Starting with the first line of the items and going on through the line with "[546,245,589,270]", write out every line again, requests included. Scale each box coordinate in the answers by 2.35 and round to whole numbers, with halves going up; give only those lines.

# # # #

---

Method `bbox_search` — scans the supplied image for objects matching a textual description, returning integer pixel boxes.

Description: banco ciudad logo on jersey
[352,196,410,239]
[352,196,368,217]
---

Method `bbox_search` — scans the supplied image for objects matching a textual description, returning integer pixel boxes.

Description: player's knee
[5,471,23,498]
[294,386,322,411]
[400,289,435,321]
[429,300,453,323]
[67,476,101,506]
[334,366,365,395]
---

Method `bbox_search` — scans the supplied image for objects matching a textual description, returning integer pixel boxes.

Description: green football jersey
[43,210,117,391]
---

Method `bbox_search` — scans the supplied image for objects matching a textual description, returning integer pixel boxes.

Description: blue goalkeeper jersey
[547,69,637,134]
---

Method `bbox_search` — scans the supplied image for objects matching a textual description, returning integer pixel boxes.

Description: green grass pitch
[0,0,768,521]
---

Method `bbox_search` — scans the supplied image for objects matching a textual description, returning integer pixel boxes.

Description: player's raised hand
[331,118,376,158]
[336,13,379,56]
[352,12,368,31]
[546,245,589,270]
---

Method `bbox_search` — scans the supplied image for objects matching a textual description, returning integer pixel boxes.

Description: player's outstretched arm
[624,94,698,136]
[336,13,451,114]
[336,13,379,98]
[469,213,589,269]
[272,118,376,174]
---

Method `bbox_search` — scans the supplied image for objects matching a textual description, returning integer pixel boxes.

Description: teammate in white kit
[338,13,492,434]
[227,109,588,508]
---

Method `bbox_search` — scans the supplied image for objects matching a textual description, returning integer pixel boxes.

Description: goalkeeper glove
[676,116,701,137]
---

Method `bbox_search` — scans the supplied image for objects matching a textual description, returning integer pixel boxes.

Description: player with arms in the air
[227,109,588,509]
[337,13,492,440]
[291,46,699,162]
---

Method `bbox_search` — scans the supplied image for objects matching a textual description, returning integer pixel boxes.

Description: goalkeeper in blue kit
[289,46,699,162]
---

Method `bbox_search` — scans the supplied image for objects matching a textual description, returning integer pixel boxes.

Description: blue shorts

# # # #

**Answer to the problem**
---

Method `bbox_search` — scans the supplied image for objects matching a textual description, returning integer pixel boxes.

Description: banco ciudad logo on jersey
[827,461,964,562]
[827,461,865,510]
---

Method `bbox_search` — scans the supplied image for objects matching a textual description, returning integer pixel boxes.

Description: player's knee
[12,1107,54,1170]
[691,907,757,966]
[940,679,1022,754]
[1008,705,1065,759]
[157,1119,237,1189]
[785,860,858,928]
---

Method `bbox_search` — scans the supplied image for objects matching a textual description, returning integer pixel boxes.

Description: green football jersey
[101,494,275,919]
---

Method `bbox_search` — scans the supplied image for objects matching a textual description, returning integer pixel boxes.

Description: blue goalkeeper jersey
[1285,162,1497,315]
---

Method `bbox_search` — scans the supplied image for objects matching a textual description, returning integer pixel boxes.

Description: green grass pitch
[0,0,1805,1224]
---

Method `bbox_search` — scans the supplied image for objects matching a textual description, returning integer pixel boxes.

Description: player's raised hand
[778,277,884,371]
[790,31,891,132]
[827,28,865,73]
[1283,576,1384,635]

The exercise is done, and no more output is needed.